» **EXERCISE DETAILS**:
Could you print, exactly as they stand, the lines from the one holding "TARGET = suv headlight" to the end of the data below, and nothing more?

*** MATERIAL SUPPLIED ***

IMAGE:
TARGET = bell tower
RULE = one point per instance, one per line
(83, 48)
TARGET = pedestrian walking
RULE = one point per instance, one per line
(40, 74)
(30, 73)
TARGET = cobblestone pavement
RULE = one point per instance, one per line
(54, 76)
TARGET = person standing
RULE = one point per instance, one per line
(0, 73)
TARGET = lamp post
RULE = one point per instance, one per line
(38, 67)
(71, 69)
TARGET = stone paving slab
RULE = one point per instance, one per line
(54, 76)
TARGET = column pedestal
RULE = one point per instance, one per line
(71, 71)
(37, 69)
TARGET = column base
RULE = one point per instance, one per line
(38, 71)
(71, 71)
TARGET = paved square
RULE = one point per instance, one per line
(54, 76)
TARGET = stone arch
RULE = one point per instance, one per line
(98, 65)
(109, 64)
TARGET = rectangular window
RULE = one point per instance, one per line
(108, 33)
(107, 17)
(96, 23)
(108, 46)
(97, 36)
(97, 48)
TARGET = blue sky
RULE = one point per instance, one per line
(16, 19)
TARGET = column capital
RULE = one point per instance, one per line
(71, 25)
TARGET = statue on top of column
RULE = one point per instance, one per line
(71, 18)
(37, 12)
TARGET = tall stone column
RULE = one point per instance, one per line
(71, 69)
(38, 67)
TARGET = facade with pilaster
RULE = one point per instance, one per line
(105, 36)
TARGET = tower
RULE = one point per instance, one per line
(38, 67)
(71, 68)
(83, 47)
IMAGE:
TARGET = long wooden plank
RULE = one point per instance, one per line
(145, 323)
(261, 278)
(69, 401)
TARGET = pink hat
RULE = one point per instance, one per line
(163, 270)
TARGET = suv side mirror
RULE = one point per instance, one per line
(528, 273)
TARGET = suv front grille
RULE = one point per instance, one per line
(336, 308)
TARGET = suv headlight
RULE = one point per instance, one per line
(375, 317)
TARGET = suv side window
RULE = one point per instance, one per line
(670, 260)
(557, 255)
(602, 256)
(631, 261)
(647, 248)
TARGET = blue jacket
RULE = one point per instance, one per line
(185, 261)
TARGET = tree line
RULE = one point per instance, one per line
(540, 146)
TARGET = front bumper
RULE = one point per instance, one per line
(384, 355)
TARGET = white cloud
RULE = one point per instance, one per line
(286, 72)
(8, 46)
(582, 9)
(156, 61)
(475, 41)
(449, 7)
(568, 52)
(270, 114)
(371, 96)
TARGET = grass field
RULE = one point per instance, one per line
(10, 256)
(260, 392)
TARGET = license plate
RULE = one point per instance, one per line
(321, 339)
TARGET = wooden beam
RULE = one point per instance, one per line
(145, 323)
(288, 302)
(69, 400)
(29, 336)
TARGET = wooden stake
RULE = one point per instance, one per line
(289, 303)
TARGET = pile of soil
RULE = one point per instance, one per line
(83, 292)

*** End of MATERIAL SUPPLIED ***

» **EXPECTED ANSWER**:
TARGET = suv headlight
RULE = one point per instance, one per line
(375, 317)
TARGET = suv side window
RULE = one point per instance, one per line
(670, 260)
(557, 255)
(602, 256)
(631, 261)
(647, 248)
TARGET = blue jacket
RULE = one point per instance, one per line
(185, 261)
TARGET = tree line
RULE = one point per instance, one per line
(540, 146)
TARGET = front bumper
RULE = one point per instance, one per line
(384, 355)
TARGET = white cloud
RULE = one point per instance, one per line
(286, 72)
(8, 46)
(582, 9)
(156, 61)
(475, 41)
(449, 7)
(568, 52)
(270, 114)
(371, 96)
TARGET = grass field
RULE = one point per instance, one per line
(10, 256)
(260, 392)
TARGET = license plate
RULE = one point per instance, one per line
(321, 339)
TARGET = wooden beam
RULE = one point per instance, one per line
(145, 323)
(288, 302)
(69, 400)
(29, 336)
TARGET = wooden stake
RULE = one point per instance, one per line
(289, 303)
TARGET = pile of soil
RULE = one point per instance, one per line
(83, 292)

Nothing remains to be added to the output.